### Stated exercise
Every entry must be copied word for word.

### Given entries
—————

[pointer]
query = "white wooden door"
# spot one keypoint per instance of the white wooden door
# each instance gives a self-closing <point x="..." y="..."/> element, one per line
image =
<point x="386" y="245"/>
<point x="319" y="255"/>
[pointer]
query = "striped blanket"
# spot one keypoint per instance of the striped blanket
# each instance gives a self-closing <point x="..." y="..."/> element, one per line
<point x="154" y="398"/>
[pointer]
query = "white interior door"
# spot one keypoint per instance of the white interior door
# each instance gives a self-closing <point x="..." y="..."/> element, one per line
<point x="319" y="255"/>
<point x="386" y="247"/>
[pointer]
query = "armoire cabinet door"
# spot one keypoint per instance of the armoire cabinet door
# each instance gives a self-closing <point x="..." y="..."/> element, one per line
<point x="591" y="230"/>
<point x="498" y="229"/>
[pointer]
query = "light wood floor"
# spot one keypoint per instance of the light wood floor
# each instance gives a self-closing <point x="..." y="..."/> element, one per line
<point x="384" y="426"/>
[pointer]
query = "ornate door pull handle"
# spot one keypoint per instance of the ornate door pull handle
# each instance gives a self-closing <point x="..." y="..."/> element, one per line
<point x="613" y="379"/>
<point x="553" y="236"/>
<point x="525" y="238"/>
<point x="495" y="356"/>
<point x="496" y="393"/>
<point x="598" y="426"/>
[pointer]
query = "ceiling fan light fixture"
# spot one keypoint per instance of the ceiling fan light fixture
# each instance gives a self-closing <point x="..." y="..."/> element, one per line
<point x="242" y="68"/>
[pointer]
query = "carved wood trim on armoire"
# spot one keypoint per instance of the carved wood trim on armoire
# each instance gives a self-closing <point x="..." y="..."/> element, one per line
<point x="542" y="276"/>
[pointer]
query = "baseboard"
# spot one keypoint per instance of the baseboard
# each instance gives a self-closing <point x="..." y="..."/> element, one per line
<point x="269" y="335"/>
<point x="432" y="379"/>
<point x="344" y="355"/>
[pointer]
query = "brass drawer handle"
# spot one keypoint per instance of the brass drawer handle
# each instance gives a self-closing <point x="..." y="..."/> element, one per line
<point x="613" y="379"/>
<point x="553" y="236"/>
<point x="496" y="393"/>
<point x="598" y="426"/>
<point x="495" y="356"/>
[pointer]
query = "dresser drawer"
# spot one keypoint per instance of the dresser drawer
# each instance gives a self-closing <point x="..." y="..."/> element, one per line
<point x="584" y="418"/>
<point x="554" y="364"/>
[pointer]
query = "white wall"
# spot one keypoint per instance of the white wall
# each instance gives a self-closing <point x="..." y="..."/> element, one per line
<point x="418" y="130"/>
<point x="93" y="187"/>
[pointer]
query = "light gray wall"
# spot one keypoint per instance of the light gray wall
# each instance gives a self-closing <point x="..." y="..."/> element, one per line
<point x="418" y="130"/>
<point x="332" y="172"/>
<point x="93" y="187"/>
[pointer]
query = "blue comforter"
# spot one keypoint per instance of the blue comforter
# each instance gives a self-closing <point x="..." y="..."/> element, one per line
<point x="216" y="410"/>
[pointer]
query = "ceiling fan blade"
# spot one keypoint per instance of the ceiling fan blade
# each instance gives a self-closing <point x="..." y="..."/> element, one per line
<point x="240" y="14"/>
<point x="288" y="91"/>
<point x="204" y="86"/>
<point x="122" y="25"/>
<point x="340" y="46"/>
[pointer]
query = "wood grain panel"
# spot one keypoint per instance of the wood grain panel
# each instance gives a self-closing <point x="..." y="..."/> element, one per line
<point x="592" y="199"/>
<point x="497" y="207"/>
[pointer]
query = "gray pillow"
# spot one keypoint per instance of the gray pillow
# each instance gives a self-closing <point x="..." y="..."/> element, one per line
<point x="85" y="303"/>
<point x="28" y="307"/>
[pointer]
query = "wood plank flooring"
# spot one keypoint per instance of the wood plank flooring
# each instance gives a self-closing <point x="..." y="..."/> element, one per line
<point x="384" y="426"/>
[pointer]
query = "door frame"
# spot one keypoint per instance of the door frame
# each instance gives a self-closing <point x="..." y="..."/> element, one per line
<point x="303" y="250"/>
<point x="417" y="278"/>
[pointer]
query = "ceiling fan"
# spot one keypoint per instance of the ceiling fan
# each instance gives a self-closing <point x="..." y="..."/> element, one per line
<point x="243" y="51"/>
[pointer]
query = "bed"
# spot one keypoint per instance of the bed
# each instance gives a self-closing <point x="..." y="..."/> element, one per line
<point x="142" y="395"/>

—————

### Response below
[pointer]
query = "white wooden door"
# spot one keypoint per instance of the white wooden door
# each instance gives a self-closing <point x="..." y="..."/> element, one per line
image =
<point x="386" y="245"/>
<point x="319" y="255"/>
[pointer]
query = "striped blanket"
# spot one keypoint per instance of the striped blanket
# each instance gives a self-closing <point x="..." y="..."/> element, one per line
<point x="154" y="398"/>
[pointer]
query = "white interior door"
# spot one keypoint per instance of the white interior door
# each instance gives a self-closing <point x="..." y="..."/> element, one per line
<point x="319" y="255"/>
<point x="386" y="247"/>
[pointer]
query = "armoire cabinet door"
# spot one keypoint per instance of the armoire cabinet door
# each instance gives a self-closing <point x="..." y="..."/> element, one per line
<point x="591" y="230"/>
<point x="498" y="229"/>
[pointer]
query = "light wood floor"
# spot one keypoint per instance of the light wood floor
# each instance gives a self-closing <point x="..." y="..."/> element, one per line
<point x="384" y="426"/>
[pointer]
query = "ornate door pull handle"
# spot one keypoint per instance of the ornate door pull handle
# each instance gives a self-closing <point x="..." y="..."/> element, one per line
<point x="613" y="379"/>
<point x="553" y="236"/>
<point x="525" y="238"/>
<point x="495" y="356"/>
<point x="496" y="393"/>
<point x="598" y="426"/>
[pointer]
query = "ceiling fan light fixture"
# spot one keypoint per instance of the ceiling fan light fixture
# each instance gives a self-closing <point x="..." y="..."/> element, one per line
<point x="242" y="68"/>
[pointer]
query = "carved wood trim on armoire"
# spot one keypoint per instance of the carved wood trim on armoire
# each instance gives a self-closing <point x="..." y="..."/> element, one per line
<point x="542" y="276"/>
[pointer]
query = "baseboard"
# spot one keypoint per instance of the baseboard
# each instance gives a self-closing <point x="..." y="..."/> element, one per line
<point x="269" y="335"/>
<point x="432" y="379"/>
<point x="344" y="355"/>
[pointer]
query = "brass drawer handle"
# spot one keypoint per instance of the brass drawer handle
# each instance gives a self-closing <point x="..." y="..."/> element, one per line
<point x="613" y="379"/>
<point x="553" y="236"/>
<point x="496" y="393"/>
<point x="598" y="426"/>
<point x="495" y="356"/>
[pointer]
query = "dresser drawer"
# spot one keypoint per instance of the dresser drawer
# each instance gives a self-closing <point x="..." y="..."/> element, one per line
<point x="584" y="418"/>
<point x="554" y="364"/>
[pointer]
query = "white wall"
# spot one keypoint per instance of the white wall
# each instance gives a self-closing <point x="..." y="..."/> element, one per line
<point x="418" y="130"/>
<point x="93" y="187"/>
[pointer]
query = "light gray wall"
# spot one keypoint per instance of the light gray wall
# each instance gives a self-closing <point x="..." y="..."/> element, one per line
<point x="418" y="130"/>
<point x="332" y="172"/>
<point x="93" y="187"/>
[pointer]
query = "blue comforter"
# spot one keypoint per instance of the blue comforter
# each instance gives a self-closing <point x="..." y="..."/> element, one per line
<point x="216" y="410"/>
[pointer]
query = "ceiling fan blade"
# spot one keypoint per instance of the ceiling fan blade
# each instance gives a self-closing <point x="..." y="..."/> element, one per line
<point x="240" y="14"/>
<point x="288" y="91"/>
<point x="204" y="86"/>
<point x="122" y="25"/>
<point x="340" y="46"/>
[pointer]
query = "wood grain panel"
# spot one keypoint per instance of the wood grain panel
# each instance gives a self-closing <point x="..." y="..."/> element, one per line
<point x="592" y="199"/>
<point x="497" y="207"/>
[pointer]
query = "gray pillow"
# spot one keypoint per instance of the gray pillow
# each instance gives a self-closing <point x="..." y="..."/> element, one per line
<point x="85" y="303"/>
<point x="28" y="307"/>
[pointer]
query = "wood plank flooring"
# spot one keypoint per instance of the wood plank flooring
# each instance gives a self-closing <point x="..." y="..."/> element, one per line
<point x="384" y="426"/>
[pointer]
query = "door frame"
# spot one keypoint per instance of the door frame
# each instance gives a self-closing <point x="..." y="..."/> element, one per line
<point x="303" y="250"/>
<point x="417" y="278"/>
[pointer]
query = "ceiling fan"
# spot one keypoint per instance of the ceiling fan
# each instance gives a self-closing <point x="..." y="..."/> element, one per line
<point x="243" y="51"/>
[pointer]
query = "bed"
# spot one keypoint per instance of the bed
# each instance gives a self-closing <point x="..." y="..."/> element, one per line
<point x="142" y="395"/>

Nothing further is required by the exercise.